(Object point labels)
_ _ _ _ _
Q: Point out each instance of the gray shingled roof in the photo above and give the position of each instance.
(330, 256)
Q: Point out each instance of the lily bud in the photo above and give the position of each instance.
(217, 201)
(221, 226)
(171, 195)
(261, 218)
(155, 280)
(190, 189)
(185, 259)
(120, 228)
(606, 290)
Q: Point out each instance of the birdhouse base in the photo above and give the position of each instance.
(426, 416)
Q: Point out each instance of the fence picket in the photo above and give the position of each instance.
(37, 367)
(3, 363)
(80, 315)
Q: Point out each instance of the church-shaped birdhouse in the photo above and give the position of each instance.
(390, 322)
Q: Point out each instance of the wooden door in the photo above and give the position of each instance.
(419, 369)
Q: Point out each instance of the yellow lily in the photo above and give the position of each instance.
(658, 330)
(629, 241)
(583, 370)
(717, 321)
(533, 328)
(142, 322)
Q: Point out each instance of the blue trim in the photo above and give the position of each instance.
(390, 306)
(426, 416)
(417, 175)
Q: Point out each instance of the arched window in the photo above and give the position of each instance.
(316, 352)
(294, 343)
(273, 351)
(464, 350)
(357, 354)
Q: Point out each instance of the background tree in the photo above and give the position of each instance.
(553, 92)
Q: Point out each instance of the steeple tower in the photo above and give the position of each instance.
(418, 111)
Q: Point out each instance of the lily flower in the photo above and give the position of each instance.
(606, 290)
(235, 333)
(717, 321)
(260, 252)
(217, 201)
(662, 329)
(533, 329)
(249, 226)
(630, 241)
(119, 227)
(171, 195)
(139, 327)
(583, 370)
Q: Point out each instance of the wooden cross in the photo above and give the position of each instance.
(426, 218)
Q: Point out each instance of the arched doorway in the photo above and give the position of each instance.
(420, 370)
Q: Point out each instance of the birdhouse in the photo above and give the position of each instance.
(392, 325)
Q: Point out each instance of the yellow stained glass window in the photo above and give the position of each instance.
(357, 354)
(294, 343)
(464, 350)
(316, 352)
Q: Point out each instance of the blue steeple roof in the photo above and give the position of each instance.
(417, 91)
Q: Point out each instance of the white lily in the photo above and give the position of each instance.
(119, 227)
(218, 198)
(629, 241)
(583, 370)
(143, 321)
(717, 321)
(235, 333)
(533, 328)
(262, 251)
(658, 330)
_ _ _ _ _
# Aim of the task
Rewrite every row above as a numbered list, leaving out any blank lines.

# Exercise result
1. Q: Point out each instance of the gray shingled roof in the photo above and give the position of each instance.
2. (330, 256)
3. Q: Point out each instance of the lily bud in the photo above and give the position of each instance.
4. (217, 201)
5. (221, 226)
6. (171, 195)
7. (261, 218)
8. (155, 280)
9. (190, 189)
10. (185, 259)
11. (120, 228)
12. (606, 290)
13. Q: Point out each instance of the birdhouse base in the photo above and give the position of each instance.
14. (426, 416)
15. Q: Point out each instance of the fence picket in the photo above and give the position of each instance.
16. (37, 367)
17. (3, 363)
18. (80, 315)
19. Q: Point out each instance of the church-shaped birdhouse in the photo above and give the position of each instance.
20. (390, 322)
21. Q: Point out each instance of the wooden door in the photo above and give the position of each instance.
22. (419, 369)
23. Q: Point out each instance of the yellow lily in the photo above and give the position of each instance.
24. (658, 330)
25. (629, 241)
26. (583, 370)
27. (717, 321)
28. (533, 328)
29. (142, 322)
30. Q: Point out each instance of the blue trim in the photo above and give the position of each instance.
31. (390, 306)
32. (426, 416)
33. (417, 175)
34. Q: Point out each instance of the arched window in the photo above and give the position of each instance.
35. (316, 352)
36. (294, 343)
37. (273, 351)
38. (464, 350)
39. (357, 354)
40. Q: Point out each instance of the background tree in the photo above and give the position of each instance.
41. (553, 92)
42. Q: Point out each instance of the steeple tower in the photo above and give the position of each instance.
43. (418, 111)
44. Q: Point out each instance of the lily flower in the photo above and give the position of each instance.
45. (606, 290)
46. (235, 333)
47. (717, 321)
48. (260, 252)
49. (217, 201)
50. (662, 329)
51. (533, 329)
52. (249, 226)
53. (630, 241)
54. (119, 227)
55. (171, 195)
56. (139, 327)
57. (583, 370)
58. Q: Point out each instance of the wooden cross in the photo above and give the position of each instance.
59. (426, 218)
60. Q: Point out each instance of the arched doorway in the photo above and give the position of each instance.
61. (420, 370)
62. Q: Point out each instance of the birdhouse in the photo above and give the position of each instance.
63. (392, 325)
64. Q: Point out each instance of the yellow stained glass window in the photo above and give the position of each instance.
65. (357, 354)
66. (294, 343)
67. (464, 350)
68. (316, 352)
69. Q: Point out each instance of the blue steeple roof in the photo above and give the position of each instance.
70. (417, 91)
71. Q: Point out each instance of the white lily in the photo above and give the position of each instance.
72. (119, 227)
73. (218, 198)
74. (629, 241)
75. (583, 370)
76. (143, 321)
77. (717, 321)
78. (235, 333)
79. (533, 328)
80. (262, 251)
81. (658, 330)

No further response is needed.